> _What this task involves_
Convert the lines in the items below into a JSON list of strings, one string per line, leaving out blank lines and the pictures.

> _Data for this exercise_
· · · · · · ·

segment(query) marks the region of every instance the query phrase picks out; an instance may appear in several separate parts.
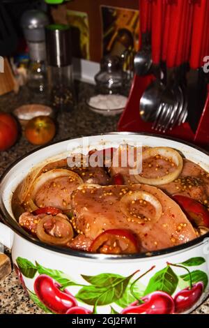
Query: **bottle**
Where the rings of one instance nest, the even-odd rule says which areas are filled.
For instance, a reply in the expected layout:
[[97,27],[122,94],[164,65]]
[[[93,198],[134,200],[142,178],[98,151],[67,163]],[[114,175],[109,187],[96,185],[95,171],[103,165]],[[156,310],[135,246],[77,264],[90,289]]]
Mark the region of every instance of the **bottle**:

· · · · · · ·

> _Solution_
[
  "segment(query) marks the region of every instance the query phrase picks out; an instance may appear in several separate parts.",
  "Query: **bottle**",
  "Where the rings of one instance nest, the even-odd rule says which areas are filled.",
  "For instance, a reply in the expected layout:",
  "[[97,27],[122,94],[164,65]]",
  "[[[93,198],[134,200],[142,178],[98,151],[67,163]],[[114,175],[109,187],[96,185],[95,171],[103,165]],[[156,310],[135,246],[77,264],[90,289]]]",
  "Mark the region of every instance of the **bottle**:"
]